_Objectif_:
Poursuivez l'interview féministe de Roxane reproduite ci-dessous, en reprenant juste après sa dernière phrase.

_Extrait du texte_:

==*==

Magazine Côté Femmes

Interview de féministe #32 : RoXaNe

Publié le 24 novembre 2015 par Juval @valerieCG

Beaucoup ont tendance à voir les féministes comme un groupe monolithique, dont les membres seraient interchangeables. Le féminisme est, plus que jamais, riche de personnalités très diverses.
J'ai donc décidé d'interviewer des femmes féministes ; j'en connais certaines, beaucoup me sont inconnues. Je suis parfois d'accord avec elles, parfois non. Mon féminisme ressemble parfois au leur, parfois non.
Toutes sont féministes et toutes connaissent des parcours féministes très différents. Ces interviews sont simplement là pour montrer la richesse et la variété des féminismes.

Interview de  RoXaNe.
Son twitter : @Lil_RoXaNe

Bonjour peux-tu te présenter ?

Je m'appelle Roxane, j'ai 31 ans et j'enseigne la sociologie aux futurs travailleurs sociaux depuis deux ans. Avant cela, j'étais moi-même travailleur social, auprès des hommes immigrés des foyers. Et encore avant, j'ai galéré de petit boulots en missions d'intérims, pendant 5 ans.

- Depuis quand es-tu féministe ; y-a-t-il eu un déclic particulier ou est ce venu progressivement ?

Je suis féministe depuis 2012. En 2009, j'ai commencé à m'intèresser aux rapports de domination, via la sociologie, toute seule dans mon coin. Je cherchais surtout à comprendre les rapports de race et de classe...et j'ai découvert certains travaux sur le genre. C'est @kanyewech qui m'a conseillé Classer, dominer de Delphy, premier ouvrage qui m'a beaucoup marquée.

Lorsque j'ai commencé à m'intéresser à l'islamophobie, la question de la domination masculine est devenue incontournable. Par conséquent, étant entrée dans le féminisme via la race/classe, j'ai de suite rejeté le Féminisme TM (le féminisme blanc bourgeois institutionnel).

Active sur Twitter depuis 2011, les propos et articles diffusés par la sphère féministe militante ont vraiment aidé à construire ma réflexion. Plus tard, j'ai commencé à me sentir suffisamment légitime pour écrire des billets sur la condition des femmes sur mon blog.
- Tu as écrit un article qui a pas mal buzzé Le Thalys, le harcèlement de métro et l’héroisme ordinaire ; beaucoup de gens n'ont retenu qu'une chose de cet article, "que tu écoutais du rap sexiste et que c'était paradoxal quand on critique la misogynie". Que peux-tu dire là dessus ?

==*==

_Données enregistrées_:

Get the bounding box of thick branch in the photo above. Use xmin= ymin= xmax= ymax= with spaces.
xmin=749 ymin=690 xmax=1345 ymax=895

==*==

_Réponse_:
Cet argument, qui m'est revenu, avec une grande originalité, des dizaines de fois, est totalement idiot. Déjà, cela revient à prétendre que les agresseurs vérifieraient ce que tu écoutes dans ton casque avant de venir te faire chier ou auraient une audition bionique qui leur permettrait d'identifier que tu écoutes du rap et que donc ils peuvent venir t'agresser en toute légitimité. De plus, si l'on suit - mais c'est difficile - cette logique, écouter du rap, ou plus précisément les propos misogynes du rap, reviendrait à participer au sexisme. A ce compte-là, autant arrêter de voter puisque les députés insultent leurs collègues femmes quand elles portent une jupe et participent activement à la prise de décisions contre les femmes et leurs droits, arrêter de travailler puisque les patrons exploitent davantage les femmes que les hommes, arrêter d'avoir des relations amicales, amoureuses et sexuelles avec des hommes puisqu'ils sont les producteurs et les acteurs du sexisme. L'idée que les femmes, par leurs pratiques culturelles - ici  l'écoute du rap, supposé chantre de la misogynie - sont responsables des agressions dont elles sont les victimes est insupportable et doit être combattue par tous les moyens. C'est, à mon avis, ni plus ni moins qu'une forme d'oppression : t'avais qu'à pas porter une jupe, t'avais qu'à pas boire, t'avais qu'à pas sortir le soir, t'avais qu'à pas inviter ce pote à dormir sur ton canapé, t'avais qu'à pas écouter du rap, t'avais qu'à pas croire qu'en tant que femme, tu avais des droits et des libertés. Au passage, c'est aussi une réflexion complètement raciste puisque celle-ci implique que les rappeurs (non--blancs) seraient les principaux, voire uniques, vecteurs et responsables du sexisme, ce qui est cohérent avec l'idée que ce sont des animaux, des Autres, des pas comme nous.

-  En quoi consiste exactement le travail de travailleur social auprès des hommes immigrés ?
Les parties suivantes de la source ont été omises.